* [GIVEN PROBLEM]: Rewrite all the items below, switching "point-based localization" to "point grounding" and changing nothing else. Leave the pictures out of your answer.

(Items excerpted from a collection)
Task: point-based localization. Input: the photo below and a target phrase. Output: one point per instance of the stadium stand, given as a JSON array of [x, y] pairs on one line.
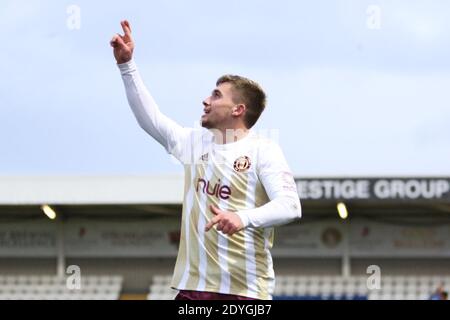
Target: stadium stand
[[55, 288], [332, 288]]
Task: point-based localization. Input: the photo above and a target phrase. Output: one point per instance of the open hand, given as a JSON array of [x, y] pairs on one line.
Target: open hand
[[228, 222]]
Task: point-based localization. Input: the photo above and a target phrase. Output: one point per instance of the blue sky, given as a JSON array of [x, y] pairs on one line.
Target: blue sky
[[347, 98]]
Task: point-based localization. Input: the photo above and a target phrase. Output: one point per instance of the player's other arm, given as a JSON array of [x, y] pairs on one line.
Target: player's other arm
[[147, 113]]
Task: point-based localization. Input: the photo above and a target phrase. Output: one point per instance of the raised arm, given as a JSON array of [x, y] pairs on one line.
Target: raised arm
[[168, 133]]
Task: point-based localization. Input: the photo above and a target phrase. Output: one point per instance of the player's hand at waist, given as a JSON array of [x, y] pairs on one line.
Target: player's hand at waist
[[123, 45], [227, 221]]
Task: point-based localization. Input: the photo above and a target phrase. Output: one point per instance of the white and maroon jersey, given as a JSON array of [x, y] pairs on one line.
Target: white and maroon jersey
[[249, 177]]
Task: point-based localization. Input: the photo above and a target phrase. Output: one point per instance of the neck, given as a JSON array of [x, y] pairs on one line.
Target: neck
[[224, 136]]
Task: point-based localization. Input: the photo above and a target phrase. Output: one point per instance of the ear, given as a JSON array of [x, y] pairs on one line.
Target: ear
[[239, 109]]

* [SOLUTION TO THE PROBLEM]:
Task: point grounding. Input: the photo below and a target phrase. Output: one point per instance of the stadium stand, given as a JSON array of [x, y] pairs on one line.
Target: stadium stand
[[55, 288], [332, 288]]
Task: point grounding. Input: the photo above and a target phrase. Output: one point per instance of the open hand, given as a JSON array of [x, y] pairs on one line.
Target: open hand
[[228, 222]]
Task: point grounding. Input: the photo above and a target phrase. Output: one point per instance of the blue sky, given as a JSON array of [x, y] pairs on one line.
Target: blue sky
[[347, 98]]
Task: point grounding. Input: the photo above and a target phrase. Output: one point per instance of the player's other arm, given as a JSON array of [x, y] pairs on one line.
Target: player's other arm
[[147, 113]]
Task: point grounding. Input: the photo above and a target phrase. Output: one point per instance of the raised arm, given as a JSON array of [x, y] pairs on one line.
Target: raised arm
[[168, 133]]
Task: point grounding. Input: the photo above and a target phrase. Output: one point per instance of the player's hand at waist, given as a JSON array of [x, y] pairs on one line.
Target: player's hand at waist
[[123, 45], [227, 221]]
Task: point grounding. Input: the photo above and a target phrase. Output: one point per instance of the white and maroon jersey, given as a JSON array of [x, y] pairs on one line.
Target: white and maroon jersey
[[249, 177]]
Task: point grounding. Input: the photo above and a target phrase. Output: one point per instance of the neck, given as a JSON array of [x, y] pairs on one line.
Target: neck
[[224, 136]]
Task: point grounding. Input: the photo above and a target phrase. Output: one point per instance of the ear, given as a JSON array of [x, y] pairs on one line.
Target: ear
[[239, 109]]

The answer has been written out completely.